**** Dataset extract ****
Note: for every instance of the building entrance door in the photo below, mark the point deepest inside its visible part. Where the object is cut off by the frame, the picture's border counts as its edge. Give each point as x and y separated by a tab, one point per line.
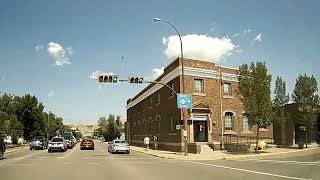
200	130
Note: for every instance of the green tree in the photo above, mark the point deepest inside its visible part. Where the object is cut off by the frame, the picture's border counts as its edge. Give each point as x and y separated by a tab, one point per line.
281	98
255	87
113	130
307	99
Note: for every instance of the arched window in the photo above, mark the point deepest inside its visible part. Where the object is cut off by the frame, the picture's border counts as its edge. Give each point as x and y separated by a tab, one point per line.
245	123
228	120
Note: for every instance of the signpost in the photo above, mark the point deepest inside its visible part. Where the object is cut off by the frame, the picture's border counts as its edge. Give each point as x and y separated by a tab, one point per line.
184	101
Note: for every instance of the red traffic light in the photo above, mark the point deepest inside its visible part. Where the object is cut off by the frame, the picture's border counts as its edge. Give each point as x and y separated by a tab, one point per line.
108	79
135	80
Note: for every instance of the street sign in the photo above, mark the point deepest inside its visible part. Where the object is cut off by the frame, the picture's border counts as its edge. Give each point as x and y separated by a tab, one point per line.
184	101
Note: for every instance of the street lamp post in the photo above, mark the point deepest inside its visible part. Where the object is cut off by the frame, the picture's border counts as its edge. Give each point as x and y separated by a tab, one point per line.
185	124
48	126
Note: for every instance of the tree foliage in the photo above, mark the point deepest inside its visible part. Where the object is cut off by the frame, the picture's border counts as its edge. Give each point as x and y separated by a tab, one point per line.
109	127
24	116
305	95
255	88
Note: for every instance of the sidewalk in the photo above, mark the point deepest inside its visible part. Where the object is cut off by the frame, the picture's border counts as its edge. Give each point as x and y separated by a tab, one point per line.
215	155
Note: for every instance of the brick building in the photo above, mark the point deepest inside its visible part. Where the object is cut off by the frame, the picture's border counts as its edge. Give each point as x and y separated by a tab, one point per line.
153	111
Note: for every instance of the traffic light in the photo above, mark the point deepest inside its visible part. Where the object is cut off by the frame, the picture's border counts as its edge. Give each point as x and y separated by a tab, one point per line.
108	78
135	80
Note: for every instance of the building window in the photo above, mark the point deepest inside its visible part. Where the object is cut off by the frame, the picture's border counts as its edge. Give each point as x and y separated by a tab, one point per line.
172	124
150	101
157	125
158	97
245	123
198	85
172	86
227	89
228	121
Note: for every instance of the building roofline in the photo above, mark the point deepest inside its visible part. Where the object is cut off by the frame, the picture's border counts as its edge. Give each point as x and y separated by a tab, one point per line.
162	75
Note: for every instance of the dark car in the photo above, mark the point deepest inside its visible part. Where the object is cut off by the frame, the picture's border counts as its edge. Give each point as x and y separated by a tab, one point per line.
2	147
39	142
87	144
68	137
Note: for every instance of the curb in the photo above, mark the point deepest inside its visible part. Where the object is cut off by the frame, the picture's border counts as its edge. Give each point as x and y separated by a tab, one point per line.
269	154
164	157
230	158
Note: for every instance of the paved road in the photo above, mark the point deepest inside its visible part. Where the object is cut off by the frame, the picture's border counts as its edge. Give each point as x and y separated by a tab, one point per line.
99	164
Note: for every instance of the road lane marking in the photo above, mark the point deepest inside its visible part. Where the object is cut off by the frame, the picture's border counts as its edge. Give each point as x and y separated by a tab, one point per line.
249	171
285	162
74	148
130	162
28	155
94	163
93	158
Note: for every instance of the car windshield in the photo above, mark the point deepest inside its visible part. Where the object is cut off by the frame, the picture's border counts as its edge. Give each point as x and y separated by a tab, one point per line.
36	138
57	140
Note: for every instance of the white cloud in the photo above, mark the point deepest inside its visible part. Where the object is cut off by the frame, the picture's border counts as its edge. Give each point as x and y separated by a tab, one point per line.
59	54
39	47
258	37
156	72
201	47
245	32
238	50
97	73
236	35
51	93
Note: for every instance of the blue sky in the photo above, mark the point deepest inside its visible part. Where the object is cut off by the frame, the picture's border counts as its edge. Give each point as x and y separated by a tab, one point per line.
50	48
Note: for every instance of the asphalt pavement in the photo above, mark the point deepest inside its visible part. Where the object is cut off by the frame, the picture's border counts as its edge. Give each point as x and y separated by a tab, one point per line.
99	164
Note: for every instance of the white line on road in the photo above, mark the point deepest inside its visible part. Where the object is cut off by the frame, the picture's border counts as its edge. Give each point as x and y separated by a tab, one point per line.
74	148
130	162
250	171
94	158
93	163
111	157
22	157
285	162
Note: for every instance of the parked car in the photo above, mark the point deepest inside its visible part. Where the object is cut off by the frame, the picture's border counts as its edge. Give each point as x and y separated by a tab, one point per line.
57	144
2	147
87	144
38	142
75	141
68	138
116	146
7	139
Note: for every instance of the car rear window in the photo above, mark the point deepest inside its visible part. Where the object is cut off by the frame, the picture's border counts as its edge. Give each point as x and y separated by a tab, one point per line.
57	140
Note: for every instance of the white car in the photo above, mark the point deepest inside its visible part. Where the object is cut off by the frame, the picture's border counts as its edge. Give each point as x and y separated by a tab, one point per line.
****
__Exercise objective__
For this exercise, restate the material exactly and skip every picture.

__The answer__
Note: for every instance of the building entrance door in the photo below, mark the point deepest inside its visible part. Where the object is cut off by the frame, the picture's border counts as its edge. Give each point as x and y separated by a tab, one point per line.
200	130
Note: for every instance of the green tree in the photo above, mark the point deepest inside its visible part. Where the object is cut off by the frame, the picture's border counts as its edge. Give each point as x and y separated by a tab, one point per line.
281	98
255	87
113	130
307	99
Note: for every instance of the arched window in the photo above, mark the point deepest inside its visible part. Where the object is cut off by the frame, the picture's border counts as its edge. Give each point as x and y separated by a tab, one point per line.
245	123
228	120
Note: for every instance of the signpost in the photo above, mark the point deepest inside its visible part. Where the object is cut off by the frame, the picture's border counts as its edge. Give each point as x and y separated by a tab, one point per line.
184	101
Note: for every instance of the red traffic light in the photo above, mark the point deepest inside its visible part. Where the object is cut off by the frame, the picture's border counts as its edge. Give each point as x and y separated by a tab, one point per line.
108	79
135	80
Note: for every instance of the street sign in the photo above, mark the point deepest inside its visible part. Where the object is cut off by the frame, the picture's border counts as its edge. Give each point as x and y separated by a tab, one point per line.
184	101
Note: for every instance of the street lamp post in the photo above, mark the point deepest inside its visible part. Where the object is cut off by the frame, the picture's border counts as its edge. Give each point as x and y separated by a tab, one point per line.
185	124
48	126
Note: for every instance of the tree foliage in the photo above, mark the point deepest inside its visible part. Where the object is cut off by the frame, the picture's border counts as its edge. Give each point as x and y separated by a tab, one point per line.
109	127
24	116
305	95
255	88
Note: for every instance of the sidewalk in the photo above, mark the point deepest inside its visible part. Where the object is cut off by the frame, the picture's border counts as its edge. Give each point as x and y separated by a tab, one point per line.
215	155
Note: for every instance of the brick building in the photo above, mark the point deepest inside its visible part. Where the object is cut off by the frame, the picture's border counts as its edge. Give each point as x and y separated by a tab, one point per line.
153	111
Note: for every instance of the traffic light in the photo above, mark the point deepest inside its visible part. Where the object is cut off by the frame, the picture's border counts as its edge. Give each point as x and y separated by a tab, one point per line.
108	78
135	80
Note: for every instance of the building window in the photo above, mark the point deepest inside its visible part. Where the object is cut off by the frame, the picture's border counts as its edge. Give each point as x and y separated by a tab, one point per line.
172	124
150	101
157	125
158	97
245	123
198	85
172	86
227	89
228	121
Note: for every instance of the building roofline in the photo above, mark the point deepest inside its visible part. Where the object is cut off by the frame, the picture's border counts as its edge. Give each point as x and y separated by a tab, one point per line.
162	75
Note: for every instance of the dark car in the photo above, mark the point deepest inside its visible part. Where the object is cut off by the frame, the picture's border counts as its edge. Give each point as x and y separated by a tab, one point per line.
2	147
39	142
87	144
68	137
Note: for every instance of the curb in the photo above, mark the point deepest inside its visible part. Where the object is cut off by the frame, the picture's border counts as its edge. Give each point as x and y separated by a tab, one point per line.
269	154
164	157
230	158
Note: for every instance of the paved road in the photo above, mark the point deepest inside its visible part. Where the object is cut off by the frame, the picture's border counts as its edge. Give each point as x and y separated by a tab, one point per line.
99	164
Note: for every instance of the road lane marking in the photo above, mark the point deepest inside its visible part. Where the object is cut off by the frame, the picture's border counts as its edge. Give each point as x and y separated by a tab, one point per line.
249	171
285	162
74	148
130	162
28	155
94	163
93	158
Note: for every instance of the car windshield in the photo above, mark the point deepest inside its visible part. Where the object is cut off by the frame, the picture's border counts as its edge. Give each point as x and y separated by a tab, one point per line.
36	138
57	140
Note: for every instance of the white cloud in the photo above, mark the point deepest inside its visible part. Where the object is cut off by the frame, the picture's border counts as its edge. Give each point as x and y separated by a tab, one point per line.
59	54
39	47
258	37
156	72
201	47
245	32
238	50
97	73
236	35
51	93
Note: for every instance of the blue sky in the photo above, mark the point deepest inside its visible part. Where the object is cut off by the frame, the picture's border counts as its edge. Give each point as x and y separated by a tab, one point per line.
50	48
Note: for every instance of the asphalt pavement in the photo above, mark the point deepest inside its visible part. Where the object is cut off by the frame, the picture's border counts as its edge. Give each point as x and y separated by a tab, one point per line.
99	164
Note: for every instance of the white line on road in the photo above, mark the point deepest inside its visible part. Where the object is cut off by the frame, the picture's border counts as its edge. Give each point as x and y separated by a tab, one point per line.
74	148
130	162
250	171
94	158
93	163
111	157
22	157
285	162
Note: for every instance of the parked car in the photo above, mark the point deepest inside its visible part. Where the object is cut off by the frame, the picture's border counts as its edge. Give each point as x and y separated by a tab, one point per line.
57	144
2	147
87	144
38	142
75	141
68	138
116	146
7	139
Note: for every instance of the car rear window in the photo above, mark the point deepest inside its visible part. Where the object is cut off by the frame, the picture's border counts as its edge. Give each point as x and y separated by a tab, one point per line.
57	140
Note: for every instance of the white car in the photo above, mark the point deepest inside its visible part. Where the object is cut off by the frame, the picture's border counts as its edge. Give each point as x and y separated by a tab, one point per line.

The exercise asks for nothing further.